* [DIRECTIONS FOR THIS TASK] This exercise calls for an exact copy of the data below.

[Collected data]
/---

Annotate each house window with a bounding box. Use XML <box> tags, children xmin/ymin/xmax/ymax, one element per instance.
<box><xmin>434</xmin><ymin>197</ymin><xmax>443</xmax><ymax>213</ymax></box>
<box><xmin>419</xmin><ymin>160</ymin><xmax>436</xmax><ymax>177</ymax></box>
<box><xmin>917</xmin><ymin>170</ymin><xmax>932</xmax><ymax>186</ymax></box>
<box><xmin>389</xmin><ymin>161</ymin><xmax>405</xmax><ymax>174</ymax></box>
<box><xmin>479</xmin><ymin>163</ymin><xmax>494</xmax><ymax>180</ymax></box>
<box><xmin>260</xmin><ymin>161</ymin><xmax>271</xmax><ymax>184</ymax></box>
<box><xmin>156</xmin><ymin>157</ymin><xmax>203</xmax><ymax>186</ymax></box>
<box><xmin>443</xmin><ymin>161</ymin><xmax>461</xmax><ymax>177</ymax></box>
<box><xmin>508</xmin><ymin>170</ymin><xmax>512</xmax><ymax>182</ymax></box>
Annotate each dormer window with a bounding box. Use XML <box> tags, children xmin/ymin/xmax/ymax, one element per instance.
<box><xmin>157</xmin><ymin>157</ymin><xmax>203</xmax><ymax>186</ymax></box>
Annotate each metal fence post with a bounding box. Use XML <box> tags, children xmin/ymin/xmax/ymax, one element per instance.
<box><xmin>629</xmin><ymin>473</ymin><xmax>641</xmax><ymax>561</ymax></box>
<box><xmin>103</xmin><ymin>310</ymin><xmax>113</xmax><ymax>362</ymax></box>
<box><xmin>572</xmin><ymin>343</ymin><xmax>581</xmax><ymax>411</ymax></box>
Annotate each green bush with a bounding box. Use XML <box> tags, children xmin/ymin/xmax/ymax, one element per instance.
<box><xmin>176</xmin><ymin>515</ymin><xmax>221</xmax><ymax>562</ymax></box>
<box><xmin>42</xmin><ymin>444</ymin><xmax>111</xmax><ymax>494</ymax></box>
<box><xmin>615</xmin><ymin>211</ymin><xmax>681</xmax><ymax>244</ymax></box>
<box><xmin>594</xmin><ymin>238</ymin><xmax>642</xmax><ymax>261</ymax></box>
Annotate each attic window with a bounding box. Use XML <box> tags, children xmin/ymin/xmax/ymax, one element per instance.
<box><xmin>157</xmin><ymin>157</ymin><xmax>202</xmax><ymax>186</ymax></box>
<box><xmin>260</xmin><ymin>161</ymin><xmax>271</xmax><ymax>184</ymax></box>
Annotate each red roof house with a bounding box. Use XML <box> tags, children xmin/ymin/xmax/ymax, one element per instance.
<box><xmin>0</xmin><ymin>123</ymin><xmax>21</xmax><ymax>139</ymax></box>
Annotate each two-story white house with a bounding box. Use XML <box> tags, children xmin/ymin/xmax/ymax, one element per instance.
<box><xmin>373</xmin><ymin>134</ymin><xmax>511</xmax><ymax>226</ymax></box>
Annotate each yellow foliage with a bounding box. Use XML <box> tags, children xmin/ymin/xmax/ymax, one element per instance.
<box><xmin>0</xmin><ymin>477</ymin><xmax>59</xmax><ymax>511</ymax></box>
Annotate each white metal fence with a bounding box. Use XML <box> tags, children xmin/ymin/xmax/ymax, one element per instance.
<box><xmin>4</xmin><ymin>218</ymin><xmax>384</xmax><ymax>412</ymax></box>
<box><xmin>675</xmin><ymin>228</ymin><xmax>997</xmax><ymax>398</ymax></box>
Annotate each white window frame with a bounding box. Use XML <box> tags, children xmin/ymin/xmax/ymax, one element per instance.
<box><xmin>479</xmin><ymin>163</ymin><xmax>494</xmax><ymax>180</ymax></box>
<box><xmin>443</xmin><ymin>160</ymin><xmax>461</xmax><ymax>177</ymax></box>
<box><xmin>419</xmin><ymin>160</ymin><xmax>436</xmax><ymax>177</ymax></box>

\---

* [OUTPUT OF THE TASK]
Annotate each house window with a bounding box. Use XML <box> tags, children xmin/ymin/xmax/ymax, one element per instance.
<box><xmin>434</xmin><ymin>197</ymin><xmax>443</xmax><ymax>213</ymax></box>
<box><xmin>419</xmin><ymin>160</ymin><xmax>436</xmax><ymax>177</ymax></box>
<box><xmin>917</xmin><ymin>170</ymin><xmax>932</xmax><ymax>186</ymax></box>
<box><xmin>389</xmin><ymin>161</ymin><xmax>405</xmax><ymax>174</ymax></box>
<box><xmin>479</xmin><ymin>163</ymin><xmax>494</xmax><ymax>180</ymax></box>
<box><xmin>260</xmin><ymin>161</ymin><xmax>271</xmax><ymax>184</ymax></box>
<box><xmin>156</xmin><ymin>157</ymin><xmax>203</xmax><ymax>186</ymax></box>
<box><xmin>443</xmin><ymin>161</ymin><xmax>461</xmax><ymax>177</ymax></box>
<box><xmin>508</xmin><ymin>170</ymin><xmax>512</xmax><ymax>182</ymax></box>
Annotate each dormer window with a bounding box. Use XML <box> tags, children xmin/ymin/xmax/ymax, one element per instance.
<box><xmin>157</xmin><ymin>157</ymin><xmax>203</xmax><ymax>186</ymax></box>
Annotate each metal fence post with a bounding box. Use XML <box> tags, children xmin/ymin/xmax/ymax, one element per instance.
<box><xmin>629</xmin><ymin>473</ymin><xmax>641</xmax><ymax>561</ymax></box>
<box><xmin>103</xmin><ymin>310</ymin><xmax>113</xmax><ymax>362</ymax></box>
<box><xmin>572</xmin><ymin>343</ymin><xmax>581</xmax><ymax>411</ymax></box>
Annotate each green bush with a bounding box. Use XML <box> tags, children xmin/ymin/xmax/ymax, one element per instance.
<box><xmin>176</xmin><ymin>515</ymin><xmax>221</xmax><ymax>562</ymax></box>
<box><xmin>42</xmin><ymin>444</ymin><xmax>111</xmax><ymax>494</ymax></box>
<box><xmin>615</xmin><ymin>211</ymin><xmax>681</xmax><ymax>244</ymax></box>
<box><xmin>594</xmin><ymin>238</ymin><xmax>642</xmax><ymax>261</ymax></box>
Annotate each attic window with a bounding box. Use XML <box> tags, children xmin/ymin/xmax/ymax, one element per instance.
<box><xmin>157</xmin><ymin>157</ymin><xmax>202</xmax><ymax>186</ymax></box>
<box><xmin>260</xmin><ymin>161</ymin><xmax>271</xmax><ymax>184</ymax></box>
Annotate each red roof house with a bounding box. Use XML <box> tags, children xmin/ymin/xmax/ymax, one element per instance.
<box><xmin>0</xmin><ymin>123</ymin><xmax>21</xmax><ymax>139</ymax></box>
Annotate each two-story white house with a bounding box. Use XML <box> tags, children xmin/ymin/xmax/ymax, one element per instance.
<box><xmin>373</xmin><ymin>134</ymin><xmax>511</xmax><ymax>226</ymax></box>
Annotate each yellow foliage with a bounding box. Use XML <box> tags, children xmin/ymin/xmax/ymax, one element per instance.
<box><xmin>0</xmin><ymin>477</ymin><xmax>59</xmax><ymax>511</ymax></box>
Annotate each white metal fence with a bounding box. Use XML <box> tags, children xmin/ymin/xmax/ymax, one element per instance.
<box><xmin>4</xmin><ymin>218</ymin><xmax>384</xmax><ymax>412</ymax></box>
<box><xmin>675</xmin><ymin>228</ymin><xmax>997</xmax><ymax>398</ymax></box>
Annotate each white window frame with a bounding box. Use XML <box> tags, children xmin/ymin/xmax/ymax, one element per instance.
<box><xmin>479</xmin><ymin>163</ymin><xmax>494</xmax><ymax>180</ymax></box>
<box><xmin>443</xmin><ymin>160</ymin><xmax>461</xmax><ymax>177</ymax></box>
<box><xmin>419</xmin><ymin>160</ymin><xmax>436</xmax><ymax>177</ymax></box>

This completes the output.